### AIM
Reproduce the listing below with every occurrence of "single dot" swapped for "single point", keeping everything else identical. Omit the pictures from your answer.

** start SOURCE RECORDS **

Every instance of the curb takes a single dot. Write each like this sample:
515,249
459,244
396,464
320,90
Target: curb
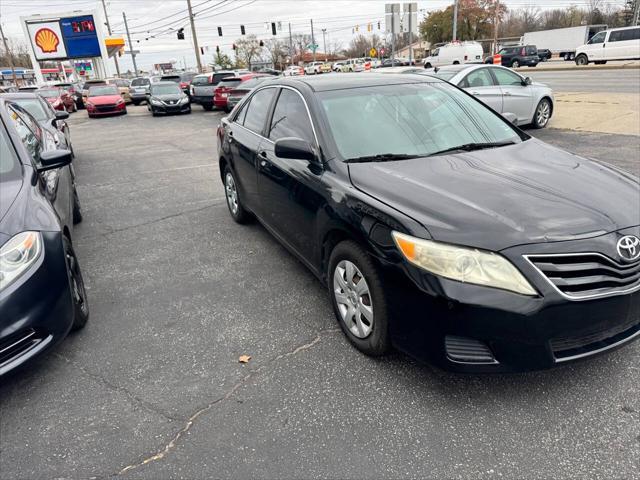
579,69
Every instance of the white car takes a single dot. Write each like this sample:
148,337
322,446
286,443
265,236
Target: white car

** end SOURCE RECORDS **

### ANSWER TO THE PROBLEM
Every instance of the curb takes a single point. Write each like this sample:
515,249
459,244
396,464
320,90
Target: curb
579,69
Every instance of the white car takes a single point. Write each like this sample:
148,337
322,446
286,443
265,236
Target: white car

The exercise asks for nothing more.